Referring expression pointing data
══════════

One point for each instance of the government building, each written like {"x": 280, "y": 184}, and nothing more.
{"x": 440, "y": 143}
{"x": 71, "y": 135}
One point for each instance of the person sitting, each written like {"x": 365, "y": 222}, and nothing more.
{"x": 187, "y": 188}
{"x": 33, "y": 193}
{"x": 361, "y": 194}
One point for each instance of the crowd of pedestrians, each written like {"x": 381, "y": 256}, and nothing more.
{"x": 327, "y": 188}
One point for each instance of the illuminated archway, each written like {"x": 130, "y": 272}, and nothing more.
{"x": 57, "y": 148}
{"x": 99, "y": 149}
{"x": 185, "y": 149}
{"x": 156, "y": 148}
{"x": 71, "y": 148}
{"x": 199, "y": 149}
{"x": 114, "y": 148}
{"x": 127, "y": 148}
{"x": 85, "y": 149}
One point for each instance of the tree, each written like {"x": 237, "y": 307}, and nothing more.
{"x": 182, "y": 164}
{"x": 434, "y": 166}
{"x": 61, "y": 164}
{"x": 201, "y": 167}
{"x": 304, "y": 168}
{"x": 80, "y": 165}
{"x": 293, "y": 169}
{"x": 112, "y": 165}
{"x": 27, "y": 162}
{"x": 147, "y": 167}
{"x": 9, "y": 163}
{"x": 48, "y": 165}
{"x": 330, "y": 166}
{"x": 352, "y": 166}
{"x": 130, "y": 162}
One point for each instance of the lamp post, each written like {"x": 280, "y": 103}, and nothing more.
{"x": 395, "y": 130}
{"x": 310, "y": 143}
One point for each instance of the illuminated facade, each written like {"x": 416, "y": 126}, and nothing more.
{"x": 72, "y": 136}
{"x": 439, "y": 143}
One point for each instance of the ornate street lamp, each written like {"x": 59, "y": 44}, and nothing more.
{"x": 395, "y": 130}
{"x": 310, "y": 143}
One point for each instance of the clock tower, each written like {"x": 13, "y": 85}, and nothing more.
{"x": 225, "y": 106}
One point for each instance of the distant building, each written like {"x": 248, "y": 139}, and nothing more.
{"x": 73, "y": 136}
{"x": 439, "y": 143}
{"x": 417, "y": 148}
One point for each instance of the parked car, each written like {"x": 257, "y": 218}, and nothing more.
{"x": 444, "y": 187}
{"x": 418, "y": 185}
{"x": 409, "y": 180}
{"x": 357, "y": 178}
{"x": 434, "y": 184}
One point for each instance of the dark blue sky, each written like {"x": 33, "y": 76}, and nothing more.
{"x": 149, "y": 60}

══════════

PROMPT
Print all the data exactly as shown above.

RESULT OF THE TASK
One point for each instance of the government building, each written like {"x": 280, "y": 184}, and nothing more.
{"x": 440, "y": 143}
{"x": 71, "y": 135}
One point for each instance of the person sitting, each written like {"x": 365, "y": 222}, and nothing more.
{"x": 187, "y": 188}
{"x": 33, "y": 193}
{"x": 361, "y": 194}
One point for each instance of the crowd of pedestrians, each written like {"x": 381, "y": 256}, and nothing more.
{"x": 327, "y": 188}
One point for each instance of the illuminated archway, each written like {"x": 130, "y": 272}, and nothing more.
{"x": 57, "y": 148}
{"x": 99, "y": 149}
{"x": 185, "y": 149}
{"x": 156, "y": 148}
{"x": 71, "y": 148}
{"x": 199, "y": 149}
{"x": 114, "y": 148}
{"x": 127, "y": 148}
{"x": 85, "y": 149}
One point for each instance of the tree, each written like {"x": 237, "y": 307}, and nothing more.
{"x": 182, "y": 164}
{"x": 434, "y": 166}
{"x": 61, "y": 164}
{"x": 201, "y": 167}
{"x": 304, "y": 168}
{"x": 80, "y": 165}
{"x": 293, "y": 169}
{"x": 112, "y": 165}
{"x": 27, "y": 162}
{"x": 147, "y": 167}
{"x": 9, "y": 163}
{"x": 48, "y": 165}
{"x": 330, "y": 166}
{"x": 352, "y": 166}
{"x": 130, "y": 162}
One point for each instance of the lamp post, each written like {"x": 280, "y": 103}, and nothing more.
{"x": 395, "y": 130}
{"x": 310, "y": 143}
One point for each instance of the illuminated facade, each written like {"x": 416, "y": 126}, and nothing more.
{"x": 72, "y": 136}
{"x": 439, "y": 143}
One point for each instance of the ornate street lamp, each written like {"x": 59, "y": 44}, and nothing more.
{"x": 395, "y": 130}
{"x": 310, "y": 143}
One point for each instance of the clock tower, each written like {"x": 13, "y": 85}, and nothing more.
{"x": 225, "y": 106}
One point for each instance of the distant building, each written like {"x": 248, "y": 139}, and nothing more.
{"x": 73, "y": 136}
{"x": 439, "y": 143}
{"x": 417, "y": 148}
One point for each instance of the parked car, each written like {"x": 257, "y": 218}, and nothing more.
{"x": 444, "y": 187}
{"x": 418, "y": 185}
{"x": 409, "y": 180}
{"x": 357, "y": 178}
{"x": 434, "y": 184}
One point for each instance of the dark blue sky, each written like {"x": 33, "y": 76}, and nothing more.
{"x": 149, "y": 60}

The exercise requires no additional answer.